_Text for analysis_.
Ideate: From here, the focus is laser sharp and the Ideation phase offers more impact. When the root cause is clearly identified, the brainstorming can have a clear focus on what must be addressed. This allows the healthcare team the opportunity to solve the right problem for the right people. This saves time for the team and can have a greater impact on the end result due to intentionality. To continue the example, there needs to be a barrier to help decrease the potential airborne contaminates during an emergency intubation to protect the healthcare team members.

Prototype: Solutions have been gathered within the Ideate step, which leads the healthcare simulation team onto Prototype . The Ideations revealed the need for a barrier between the patient and the staff. Unlike the barrier utilized in the OR which usually covers the entire body from the neck down, the barrier needs to cover the head and must be clear. This would allow visualization and access to intubate while protecting the staff from oral secretions/pathogens.

Upon further investigation, the healthcare simulation team identifies the need to protect not only the intubator, but other staff assisting in the process. So, the artist of the group draws a box that covers the patient’s face, but leaves strategic openings for the staff to provide care. The medical simulation team then outlines the steps needed to complete this procedure.

Test: With a drawing and instructions drafted, a plexiglass box is created by a local community glass company and the healthcare simulation team moves into the Test phase. To ensure the new process will meet the needs of all individuals, groups, and departments that provide emergency intubations regularly, such as the Emergency Department and ICU, are called to the Simulation Center.

For the next few days, or as long as it takes, the healthcare simulation team, the Emergency Department and ICU representatives, members from Respiratory Therapy, Medical Directors from various departments, and any others identified join the Simulation Center and put the proposed solution into practice. Real-time communication and interpersonal collaboration allow for real-time suggestions, which result in real-time changes while practicing on the various manikins within the Simulation Center. Revisiting the Design Thinking steps as needed along the way, the answer to the question offered in the Define stage is answered and validated.

Within a few days, the teams that have developed this process created a unique set of outcomes; increased communication between departments, a new process that took hours instead of months to create and validate, an organizational cultural shift towards continuous innovation, and the increase in patient and staff safety, and high-quality patient care. These outcomes are obtained through the human connection and experiential learning that healthcare simulation offers through the Design Thinking modality.


View the HealthySimulation.com LEARN CE/CME Platform Webinar Using Medical Simulation to Intentionally Probe Healthcare Systems: What’s It All About? to learn more!




The Opportunity to Use Design Thinking in Medical Simulation

Design Thinking offers a laser focus for the healthcare simulation team as they work with the other departments and groups within the healthcare realm to solve the right problem the first time. Design Thinking offers the ability to fail fast and fail forward, which allows for quick edits within the process, followed by quicker times in between testing the updated material. Interprofessional team collaboration focused on the root cause allowed for a speedy solution and implementation.

When the healthcare simulation team runs the Design Thinking sessions, or at least plays an active role in them, the outcomes become more efficient, more effective, more impactful, and more fun. The practice-like-we-play mentality is further utilized and the amazing tools found within the Simulation Center, and the healthcare simulation professionals, are put to intentional use. The result was the identification of a new way to provide direct patient care and maintain staff safety through Design Thinking.

So, have fun with implementation of Design Thinking into a process to improve activities and initiatives. Einstein said, “Logic will get you from A to B. Imagination will take you everywhere.”

_To do_.
**1)** Reproduce the passage of the design thinking text from "Prototype: Solutions have" up to and including "from oral secretions/pathogens.".
**2)** For each statement, say yes or no to whether it agrees with the design thinking text, and quote the words that decide it: (a) The barrier had to cover the patient's head and be clear. (b) The plexiglass box was built by the hospital's own staff. (c) The new process took months to create and validate.
The material that comes next is drawn from a different source than the text above.

_Given data_.

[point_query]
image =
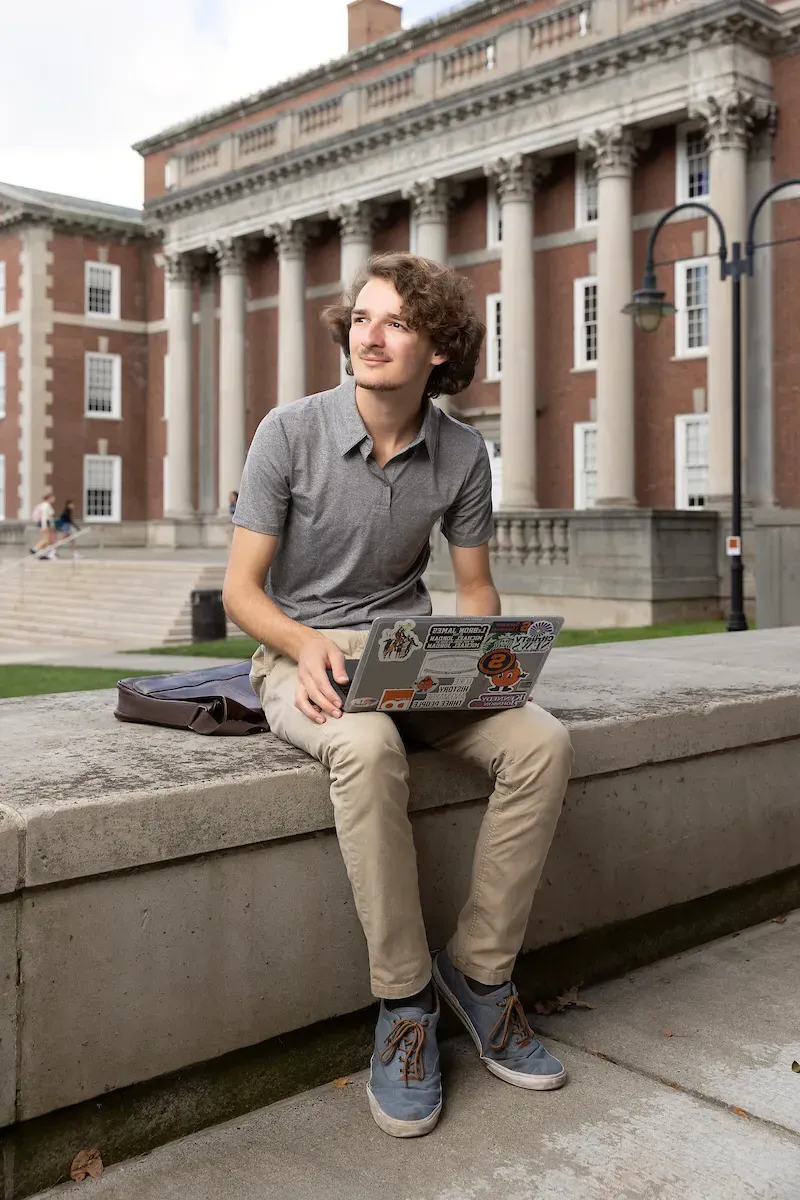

_Answers by item number_.
**1)**
Prototype: Solutions have been gathered within the Ideate step, which leads the healthcare simulation team onto Prototype . The Ideations revealed the need for a barrier between the patient and the staff. Unlike the barrier utilized in the OR which usually covers the entire body from the neck down, the barrier needs to cover the head and must be clear. This would allow visualization and access to intubate while protecting the staff from oral secretions/pathogens.

**2)**
(a) Yes: "the barrier needs to cover the head and must be clear"
(b) No: "a plexiglass box is created by a local community glass company"
(c) No: "a new process that took hours instead of months to create and validate"